• _ФРАГМЕНТ ДОКУМЕНТА_
В 60-х годах все закипело работой, деятельностью… Герцен был к ней не способен, даже литературно
. С пером в руках, он не мог стать ничему пособником. «Я родился сказать русской жизни иронию», — великолепно он формулировал себя; но ведь в пору освобождения крестьян за такое великолепие можно было только высечь розгою (что с ним и сделал Чернышевский при разговоре). Поднялся вопрос об учении крестьянских ребят. Ушинский стал писать свои великие работы и учебники: что такое они были для Герцена? Он и понять их не мог, у него все была «Черная шаль» на уме. Пирогов писал «Вопросы жизни»: вот новая литература, — нашего уже времени!! Начались воскресные школы; стали созидаться, то украдкой, то насильно «женские курсы» всех родов: что тут мог Герцен, как было приложить к этому его фразы: «Вам следует снять корону, если вы не можете сразу освободить крестьян» (обращение к Александру II). Начиналось земство и земская медицина; Герцен фразировал: «царских мантий в два цвета нет… Ступайте в монастырь» (тоже обращение к государю, в № 97 «Колокола»). Он становился комичен; неудержимо, с лицом и в позе трагика, он начинал вступать в роль комика. Это положение до такой степени печально и страшно, что оно похоже на казнь. Тоном «казни» и проникнуты его последние писания. Н. А. Котляревский, мне кажется, чуть-чуть ошибается адресом, относя этот тон к его скорби об обществе, о судьбах его, о судьбах России… Не таким тоном звучала его прелестная литература, еще «40-х годов», в первое время по выезде из России. А положение общества, нашего и европейского, было тогда еще несравненно мрачнее. Наконец, именно в самое последнее время, вот когда у него послышались стоны, он был принципиально против мрачности.

• _ЗАДАНИЕ_
Ответьте по фрагменту о Герцене:
1. Кто, согласно фрагменту, высек Герцена розгою при разговоре?
2. Какое сочинение писал Пирогов?
3. В каком номере «Колокола» было обращение «Ступайте в монастырь»?

Сохранённые записи данных:
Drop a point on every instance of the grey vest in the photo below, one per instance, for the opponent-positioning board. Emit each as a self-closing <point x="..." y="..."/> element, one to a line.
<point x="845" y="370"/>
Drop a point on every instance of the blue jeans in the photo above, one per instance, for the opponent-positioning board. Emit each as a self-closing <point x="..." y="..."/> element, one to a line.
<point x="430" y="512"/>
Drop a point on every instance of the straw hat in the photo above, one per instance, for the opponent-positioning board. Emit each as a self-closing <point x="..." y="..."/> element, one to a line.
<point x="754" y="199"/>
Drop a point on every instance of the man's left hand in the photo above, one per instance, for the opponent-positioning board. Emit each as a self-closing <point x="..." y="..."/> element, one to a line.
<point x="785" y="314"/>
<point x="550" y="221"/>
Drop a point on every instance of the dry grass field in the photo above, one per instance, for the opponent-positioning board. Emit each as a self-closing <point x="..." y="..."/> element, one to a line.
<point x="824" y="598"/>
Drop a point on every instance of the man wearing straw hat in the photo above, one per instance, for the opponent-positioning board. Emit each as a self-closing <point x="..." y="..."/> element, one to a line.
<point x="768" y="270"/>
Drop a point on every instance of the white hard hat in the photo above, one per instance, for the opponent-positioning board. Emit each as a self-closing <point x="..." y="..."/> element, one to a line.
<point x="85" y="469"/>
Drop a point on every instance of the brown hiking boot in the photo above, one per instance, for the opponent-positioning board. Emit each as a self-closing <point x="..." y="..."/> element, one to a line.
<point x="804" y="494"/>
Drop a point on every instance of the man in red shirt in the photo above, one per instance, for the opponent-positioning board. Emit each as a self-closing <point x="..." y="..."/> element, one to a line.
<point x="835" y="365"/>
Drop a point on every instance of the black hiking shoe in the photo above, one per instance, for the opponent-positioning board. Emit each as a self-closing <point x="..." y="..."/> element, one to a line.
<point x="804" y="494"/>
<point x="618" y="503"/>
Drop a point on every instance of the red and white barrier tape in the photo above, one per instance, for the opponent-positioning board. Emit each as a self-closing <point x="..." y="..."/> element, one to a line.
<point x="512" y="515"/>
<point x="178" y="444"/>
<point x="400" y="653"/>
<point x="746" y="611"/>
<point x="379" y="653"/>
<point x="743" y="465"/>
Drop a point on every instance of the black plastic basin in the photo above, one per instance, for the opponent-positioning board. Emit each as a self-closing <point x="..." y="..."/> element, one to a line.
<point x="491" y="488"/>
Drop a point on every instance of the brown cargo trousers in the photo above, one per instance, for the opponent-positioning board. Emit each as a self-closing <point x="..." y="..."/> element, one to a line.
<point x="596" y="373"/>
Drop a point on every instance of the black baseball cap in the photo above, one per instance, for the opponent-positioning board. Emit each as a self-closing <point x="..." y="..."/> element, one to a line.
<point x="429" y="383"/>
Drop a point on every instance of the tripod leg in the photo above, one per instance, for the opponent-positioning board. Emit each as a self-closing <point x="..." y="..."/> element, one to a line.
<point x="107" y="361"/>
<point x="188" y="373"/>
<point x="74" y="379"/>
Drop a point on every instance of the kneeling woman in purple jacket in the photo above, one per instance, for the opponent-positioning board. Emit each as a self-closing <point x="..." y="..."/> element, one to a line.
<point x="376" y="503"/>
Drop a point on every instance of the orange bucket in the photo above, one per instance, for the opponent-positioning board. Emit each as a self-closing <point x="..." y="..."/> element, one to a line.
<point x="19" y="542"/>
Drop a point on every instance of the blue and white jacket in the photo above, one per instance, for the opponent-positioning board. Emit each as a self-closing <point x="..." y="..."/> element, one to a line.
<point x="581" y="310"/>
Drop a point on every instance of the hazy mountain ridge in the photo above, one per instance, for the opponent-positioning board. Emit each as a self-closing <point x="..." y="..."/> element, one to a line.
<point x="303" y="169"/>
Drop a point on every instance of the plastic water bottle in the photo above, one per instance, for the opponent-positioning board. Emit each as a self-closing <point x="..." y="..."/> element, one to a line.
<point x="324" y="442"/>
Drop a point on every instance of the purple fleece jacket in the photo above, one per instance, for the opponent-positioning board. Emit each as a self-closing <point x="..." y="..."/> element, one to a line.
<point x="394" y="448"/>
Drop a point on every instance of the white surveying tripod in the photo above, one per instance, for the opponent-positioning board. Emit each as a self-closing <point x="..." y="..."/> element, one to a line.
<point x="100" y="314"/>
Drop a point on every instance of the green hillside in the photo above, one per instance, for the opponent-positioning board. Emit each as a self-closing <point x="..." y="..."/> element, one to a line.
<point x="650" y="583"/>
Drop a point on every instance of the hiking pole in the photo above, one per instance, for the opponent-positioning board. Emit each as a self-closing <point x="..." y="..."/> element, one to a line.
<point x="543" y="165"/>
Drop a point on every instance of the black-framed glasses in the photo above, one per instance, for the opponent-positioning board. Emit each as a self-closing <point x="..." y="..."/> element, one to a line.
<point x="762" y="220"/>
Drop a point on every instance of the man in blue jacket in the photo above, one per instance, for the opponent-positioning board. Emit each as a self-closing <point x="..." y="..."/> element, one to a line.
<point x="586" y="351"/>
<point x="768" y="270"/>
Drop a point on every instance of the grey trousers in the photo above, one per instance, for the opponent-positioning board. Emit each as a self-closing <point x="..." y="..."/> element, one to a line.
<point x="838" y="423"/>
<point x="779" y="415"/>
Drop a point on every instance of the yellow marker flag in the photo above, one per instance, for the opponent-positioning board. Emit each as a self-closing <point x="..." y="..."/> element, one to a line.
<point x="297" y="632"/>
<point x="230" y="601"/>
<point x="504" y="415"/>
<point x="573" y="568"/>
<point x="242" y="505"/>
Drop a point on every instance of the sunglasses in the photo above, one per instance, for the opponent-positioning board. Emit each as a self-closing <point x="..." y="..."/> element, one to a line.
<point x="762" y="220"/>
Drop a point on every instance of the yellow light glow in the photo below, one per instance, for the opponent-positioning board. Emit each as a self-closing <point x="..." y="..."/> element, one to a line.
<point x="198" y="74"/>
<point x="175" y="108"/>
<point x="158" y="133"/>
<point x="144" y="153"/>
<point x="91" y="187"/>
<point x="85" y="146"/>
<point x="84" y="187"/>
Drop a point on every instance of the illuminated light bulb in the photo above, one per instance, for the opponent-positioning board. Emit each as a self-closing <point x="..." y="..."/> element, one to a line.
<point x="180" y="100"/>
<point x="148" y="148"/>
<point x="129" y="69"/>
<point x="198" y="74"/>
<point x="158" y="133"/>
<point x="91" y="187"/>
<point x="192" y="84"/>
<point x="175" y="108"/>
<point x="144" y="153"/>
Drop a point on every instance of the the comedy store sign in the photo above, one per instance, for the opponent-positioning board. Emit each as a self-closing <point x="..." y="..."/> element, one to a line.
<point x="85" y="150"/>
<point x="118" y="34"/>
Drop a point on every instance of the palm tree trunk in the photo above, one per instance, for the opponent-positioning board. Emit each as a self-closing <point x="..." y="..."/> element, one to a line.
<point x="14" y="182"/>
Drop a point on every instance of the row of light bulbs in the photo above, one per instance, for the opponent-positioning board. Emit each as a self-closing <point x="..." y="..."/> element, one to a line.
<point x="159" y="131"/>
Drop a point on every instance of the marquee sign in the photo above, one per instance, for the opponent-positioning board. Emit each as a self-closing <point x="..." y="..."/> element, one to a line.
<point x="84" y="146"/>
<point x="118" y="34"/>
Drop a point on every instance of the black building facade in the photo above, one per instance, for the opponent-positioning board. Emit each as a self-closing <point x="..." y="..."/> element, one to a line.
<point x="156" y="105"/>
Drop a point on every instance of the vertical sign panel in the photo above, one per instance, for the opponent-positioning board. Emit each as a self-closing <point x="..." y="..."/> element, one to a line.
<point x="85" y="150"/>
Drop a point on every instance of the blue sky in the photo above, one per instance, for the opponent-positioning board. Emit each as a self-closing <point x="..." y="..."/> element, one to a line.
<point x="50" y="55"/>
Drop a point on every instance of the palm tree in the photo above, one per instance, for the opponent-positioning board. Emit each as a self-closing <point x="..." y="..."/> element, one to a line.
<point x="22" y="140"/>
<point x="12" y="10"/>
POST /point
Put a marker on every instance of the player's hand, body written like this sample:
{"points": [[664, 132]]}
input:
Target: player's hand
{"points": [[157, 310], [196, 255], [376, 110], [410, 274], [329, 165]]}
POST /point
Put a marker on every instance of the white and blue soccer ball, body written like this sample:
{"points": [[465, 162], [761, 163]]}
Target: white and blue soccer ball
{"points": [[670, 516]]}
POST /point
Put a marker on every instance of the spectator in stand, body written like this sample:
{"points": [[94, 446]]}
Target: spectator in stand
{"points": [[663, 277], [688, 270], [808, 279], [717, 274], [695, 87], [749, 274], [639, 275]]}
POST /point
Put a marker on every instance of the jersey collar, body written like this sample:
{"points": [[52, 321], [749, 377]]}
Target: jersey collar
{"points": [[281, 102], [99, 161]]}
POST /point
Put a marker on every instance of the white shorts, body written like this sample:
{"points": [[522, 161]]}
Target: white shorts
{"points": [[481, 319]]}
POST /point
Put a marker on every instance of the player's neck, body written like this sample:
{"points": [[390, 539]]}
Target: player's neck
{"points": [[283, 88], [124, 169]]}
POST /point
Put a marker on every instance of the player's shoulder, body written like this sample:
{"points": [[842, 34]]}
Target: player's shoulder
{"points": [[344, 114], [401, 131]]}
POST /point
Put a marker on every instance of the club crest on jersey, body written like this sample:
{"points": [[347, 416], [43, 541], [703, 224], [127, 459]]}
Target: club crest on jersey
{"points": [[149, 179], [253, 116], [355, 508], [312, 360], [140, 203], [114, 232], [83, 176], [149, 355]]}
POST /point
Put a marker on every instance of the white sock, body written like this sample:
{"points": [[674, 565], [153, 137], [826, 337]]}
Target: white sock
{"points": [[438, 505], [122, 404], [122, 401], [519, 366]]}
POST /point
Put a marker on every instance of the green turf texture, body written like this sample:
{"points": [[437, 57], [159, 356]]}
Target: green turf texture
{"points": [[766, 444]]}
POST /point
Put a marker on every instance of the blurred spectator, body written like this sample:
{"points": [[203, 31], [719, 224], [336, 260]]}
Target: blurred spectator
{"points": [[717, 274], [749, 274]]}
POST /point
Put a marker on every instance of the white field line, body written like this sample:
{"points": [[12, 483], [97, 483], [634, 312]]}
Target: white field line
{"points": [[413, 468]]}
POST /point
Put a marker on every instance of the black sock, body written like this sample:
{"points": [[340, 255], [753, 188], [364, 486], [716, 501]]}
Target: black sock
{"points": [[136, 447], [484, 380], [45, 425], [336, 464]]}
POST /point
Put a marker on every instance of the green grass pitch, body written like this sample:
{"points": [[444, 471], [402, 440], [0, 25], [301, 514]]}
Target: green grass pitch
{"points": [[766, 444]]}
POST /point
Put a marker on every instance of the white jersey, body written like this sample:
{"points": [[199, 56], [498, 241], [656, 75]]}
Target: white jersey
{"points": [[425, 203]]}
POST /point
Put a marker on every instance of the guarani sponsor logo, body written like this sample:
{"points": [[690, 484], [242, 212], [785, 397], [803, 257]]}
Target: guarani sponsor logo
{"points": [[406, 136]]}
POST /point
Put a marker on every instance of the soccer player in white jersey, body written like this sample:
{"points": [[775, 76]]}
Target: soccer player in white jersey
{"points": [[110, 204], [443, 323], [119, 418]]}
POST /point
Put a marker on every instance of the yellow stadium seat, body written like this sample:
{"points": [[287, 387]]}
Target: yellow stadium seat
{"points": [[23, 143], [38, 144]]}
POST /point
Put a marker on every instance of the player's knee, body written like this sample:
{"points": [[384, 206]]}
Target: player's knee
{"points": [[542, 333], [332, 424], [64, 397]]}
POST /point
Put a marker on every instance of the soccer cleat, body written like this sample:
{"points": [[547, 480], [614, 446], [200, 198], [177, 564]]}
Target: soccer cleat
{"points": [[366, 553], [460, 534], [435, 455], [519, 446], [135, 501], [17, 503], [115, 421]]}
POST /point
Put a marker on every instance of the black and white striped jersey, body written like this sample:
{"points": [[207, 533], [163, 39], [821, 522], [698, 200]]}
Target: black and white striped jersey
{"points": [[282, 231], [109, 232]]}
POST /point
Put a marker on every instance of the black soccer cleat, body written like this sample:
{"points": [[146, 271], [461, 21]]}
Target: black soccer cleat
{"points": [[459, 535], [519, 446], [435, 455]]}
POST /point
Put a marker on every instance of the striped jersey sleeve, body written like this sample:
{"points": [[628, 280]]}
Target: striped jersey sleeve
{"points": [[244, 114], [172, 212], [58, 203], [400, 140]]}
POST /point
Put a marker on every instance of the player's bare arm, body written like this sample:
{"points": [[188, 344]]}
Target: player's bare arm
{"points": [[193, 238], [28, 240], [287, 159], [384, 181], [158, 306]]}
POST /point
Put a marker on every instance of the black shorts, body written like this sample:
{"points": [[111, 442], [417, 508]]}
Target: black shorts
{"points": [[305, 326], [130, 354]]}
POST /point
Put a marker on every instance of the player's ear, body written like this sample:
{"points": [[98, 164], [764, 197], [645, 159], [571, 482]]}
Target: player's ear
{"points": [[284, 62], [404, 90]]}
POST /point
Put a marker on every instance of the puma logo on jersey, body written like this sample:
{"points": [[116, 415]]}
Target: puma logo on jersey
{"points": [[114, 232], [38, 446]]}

• _ОТВЕТ_
1. Чернышевский.
2. «Вопросы жизни».
3. В № 97.